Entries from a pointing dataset
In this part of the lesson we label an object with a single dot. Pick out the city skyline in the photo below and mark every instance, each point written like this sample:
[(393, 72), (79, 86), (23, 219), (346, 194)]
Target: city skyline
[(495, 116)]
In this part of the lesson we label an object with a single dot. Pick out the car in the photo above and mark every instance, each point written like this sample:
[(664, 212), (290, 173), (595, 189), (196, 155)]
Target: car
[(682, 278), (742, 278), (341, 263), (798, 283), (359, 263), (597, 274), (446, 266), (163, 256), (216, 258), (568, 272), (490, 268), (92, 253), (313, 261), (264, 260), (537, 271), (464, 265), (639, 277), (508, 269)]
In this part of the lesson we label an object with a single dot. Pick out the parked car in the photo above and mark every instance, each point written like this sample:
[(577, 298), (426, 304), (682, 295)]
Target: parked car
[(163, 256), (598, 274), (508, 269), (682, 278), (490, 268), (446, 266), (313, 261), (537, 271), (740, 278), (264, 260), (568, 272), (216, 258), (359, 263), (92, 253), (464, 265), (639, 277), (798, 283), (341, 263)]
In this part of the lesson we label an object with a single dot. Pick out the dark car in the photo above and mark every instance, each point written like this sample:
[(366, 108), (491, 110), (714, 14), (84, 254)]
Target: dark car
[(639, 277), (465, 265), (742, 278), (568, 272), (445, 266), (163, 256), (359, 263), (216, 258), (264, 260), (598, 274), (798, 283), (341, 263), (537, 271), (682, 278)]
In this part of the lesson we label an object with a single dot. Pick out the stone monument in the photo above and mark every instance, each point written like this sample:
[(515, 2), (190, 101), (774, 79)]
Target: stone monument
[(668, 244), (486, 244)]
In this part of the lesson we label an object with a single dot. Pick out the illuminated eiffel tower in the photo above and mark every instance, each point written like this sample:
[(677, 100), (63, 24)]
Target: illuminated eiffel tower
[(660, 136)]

_TASK GOAL_.
Put the lines above, from the first one through the line containing "[(495, 116)]", into a numbered list. Leave out any blank lines.

_WRITTEN RESPONSE_.
1. In this part of the lesson we label an object with a single dot. Pick out the city skyline in the photo below and mark every instance, each point written like this sample:
2. [(393, 72), (79, 86), (23, 219), (346, 194)]
3. Target: city skyline
4. [(495, 116)]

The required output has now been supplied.